TEXT PROVIDED:
--- BEGIN ---

The Season of the Bike by Dave Karlotski

There is cold, and there is cold on a motorcycle. Cold on a motorcycle is
like being beaten with cold hammers while being kicked with cold boots, a
bone bruising cold. The wind's big hands squeeze the heat out of my body and whisk it away; caught in a cold October rain, the drops don't even feel like water. They feel like shards of bone fallen from the skies of Hell to pock my face. I expect to arrive with my cheeks and forehead streaked with blood, but that's just an illusion, just the misery of nerves not designed for highway speeds.

Despite this, it's hard to give up my motorcycle in the fall and I rush to
get it on the road again in the spring; lapses of sanity like this are
common among motorcyclists. When you let a motorcycle into your life you're changed forever. The letters "MC" are stamped on your driver's license right next to your sex and height as if "motorcycle" was just another of your physical characteristics, or maybe a mental condition.

But when warm weather finally does come around all those cold snaps and
rainstorms are paid in full because a motorcycle summer is worth any price. A motorcycle is not just a two-wheeled car; the difference between driving a car and climbing onto a motorcycle is the difference between watching TV and actually living your life. We spend all our time sealed in boxes and cars are just the rolling boxes that shuffle us languidly from home-box to work-box to store-box and back, the whole time entombed in stale air, temperature regulated, sound insulated, and smelling of carpets.

On a motorcycle I know I'm alive. When I ride, even the familiar seems
strange and glorious. The air has weight and substance as I push through it and its touch is as intimate as water to a swimmer. I feel the cool wells of air that pool under trees and the warm spokes of sunlight that fall through them. I can see everything in a sweeping 360 degrees, up, down and around, wider than PanaVision and higher than IMAX and unrestricted by ceiling or dashboard.

Sometimes I even hear music. It's like hearing phantom telephones in the
shower or false doorbells when vacuuming; the pattern-loving brain, seeking signals in the noise, raises acoustic ghosts out of the wind's roar. But on a motorcycle I hear whole songs: rock 'n roll, dark orchestras, women's voices, all hidden in the air and released by speed.

At 30 miles an hour and up, smells become uncannily vivid. All the
individual tree-smells and flower-smells and grass-smells flit by like
chemical notes in a great plant symphony. Sometimes the smells evoke
memories so strongly that it's as though the past hangs invisible in the air
around me, wanting only the most casual of rumbling time machines to unlock it.

A ride on a summer afternoon can border on the rapturous. The sheer volume and variety of stimuli is like a bath for my nervous system, an electrical massage for my brain, a systems check for my soul. It tears smiles out of me: a minute ago I was dour, depressed, apathetic, numb, but now, on two wheels, big, ragged, windy smiles flap against the side of my face, billowing out of me like air from a decompressing plane. Transportation is only a secondary function. A motorcycle is a joy machine. It's a machine of wonders, a metal bird, a motorized prosthetic. It's light and dark and shiny and dirty and warm and cold lapping over each other; it's a conduit of grace, it's a catalyst for bonding the gritty and the holy.

--- END ---

Photo-based point labeling data:
--- BEGIN ---

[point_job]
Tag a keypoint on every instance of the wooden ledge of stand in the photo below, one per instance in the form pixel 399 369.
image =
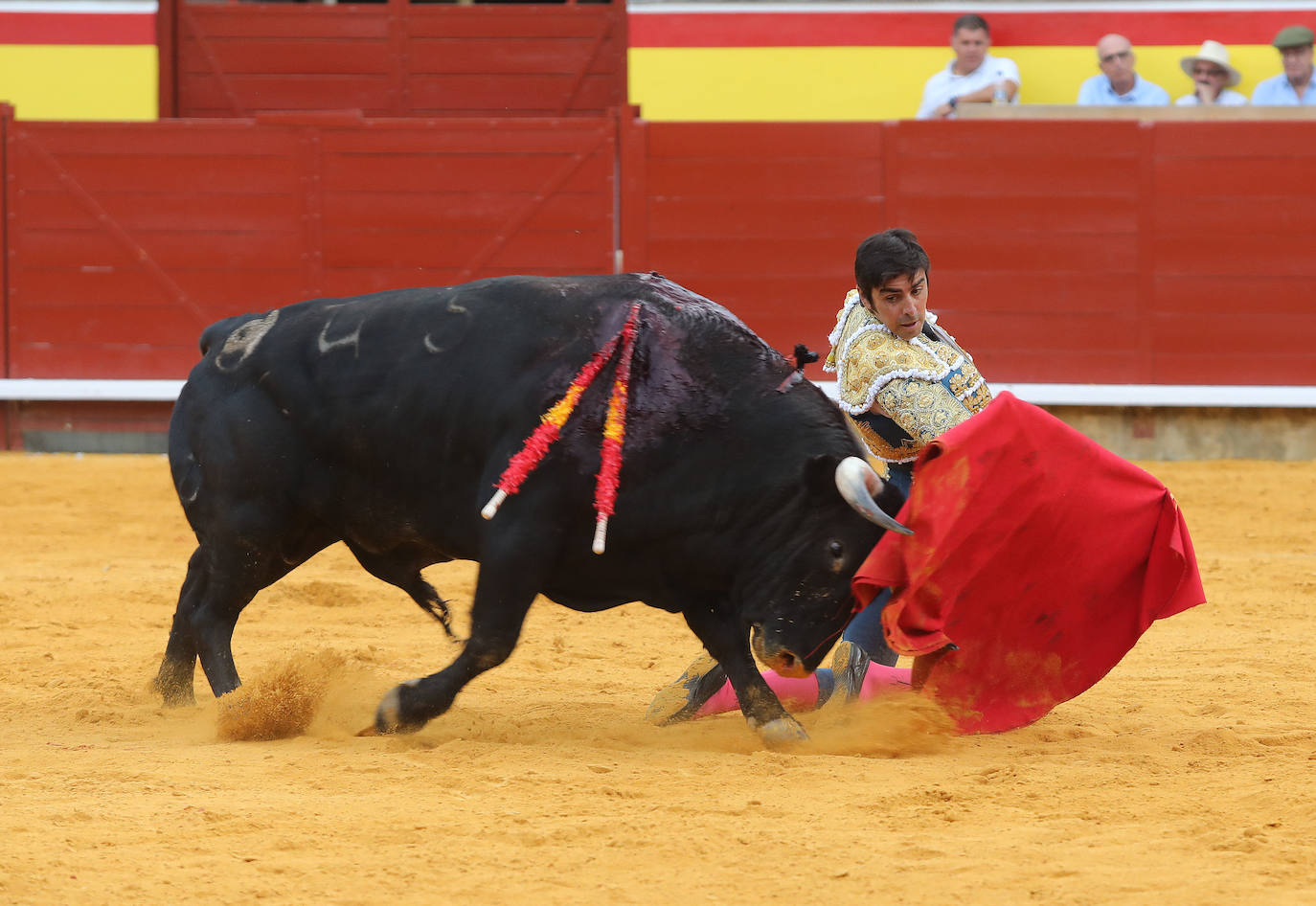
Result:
pixel 1129 112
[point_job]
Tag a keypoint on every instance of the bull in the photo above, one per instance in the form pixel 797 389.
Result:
pixel 384 421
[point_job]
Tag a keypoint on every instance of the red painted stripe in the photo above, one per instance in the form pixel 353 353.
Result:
pixel 873 28
pixel 78 28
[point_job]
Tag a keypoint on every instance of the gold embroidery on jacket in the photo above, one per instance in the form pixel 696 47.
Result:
pixel 924 385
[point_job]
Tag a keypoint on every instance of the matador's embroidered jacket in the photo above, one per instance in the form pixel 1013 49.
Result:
pixel 901 394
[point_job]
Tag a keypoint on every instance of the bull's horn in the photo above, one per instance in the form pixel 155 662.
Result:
pixel 858 483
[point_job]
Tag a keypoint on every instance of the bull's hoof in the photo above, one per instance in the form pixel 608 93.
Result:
pixel 783 733
pixel 174 688
pixel 390 716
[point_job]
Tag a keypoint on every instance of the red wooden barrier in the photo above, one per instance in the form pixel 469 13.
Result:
pixel 1063 251
pixel 760 217
pixel 127 238
pixel 395 58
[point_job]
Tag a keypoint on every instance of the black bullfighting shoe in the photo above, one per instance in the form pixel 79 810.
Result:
pixel 682 700
pixel 849 667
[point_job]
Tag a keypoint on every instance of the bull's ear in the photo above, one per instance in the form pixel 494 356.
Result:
pixel 820 473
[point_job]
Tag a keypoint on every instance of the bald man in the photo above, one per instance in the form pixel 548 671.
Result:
pixel 1119 81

--- END ---

PROMPT A:
Answer these questions from the motorcycle essay:
(i) What letters are stamped on the driver's license of someone who rides?
(ii) At what speed do smells become uncannily vivid?
(iii) What kind of machine does the last paragraph call a motorcycle?
PROMPT B: Extract the passage of the motorcycle essay between "But when warm" and "smelling of carpets.", inclusive.
You can leave the entries aside.

FULL RESPONSE A:
(i) "MC"
(ii) At 30 miles an hour and up
(iii) A joy machine

FULL RESPONSE B:
But when warm weather finally does come around all those cold snaps and
rainstorms are paid in full because a motorcycle summer is worth any price. A motorcycle is not just a two-wheeled car; the difference between driving a car and climbing onto a motorcycle is the difference between watching TV and actually living your life. We spend all our time sealed in boxes and cars are just the rolling boxes that shuffle us languidly from home-box to work-box to store-box and back, the whole time entombed in stale air, temperature regulated, sound insulated, and smelling of carpets.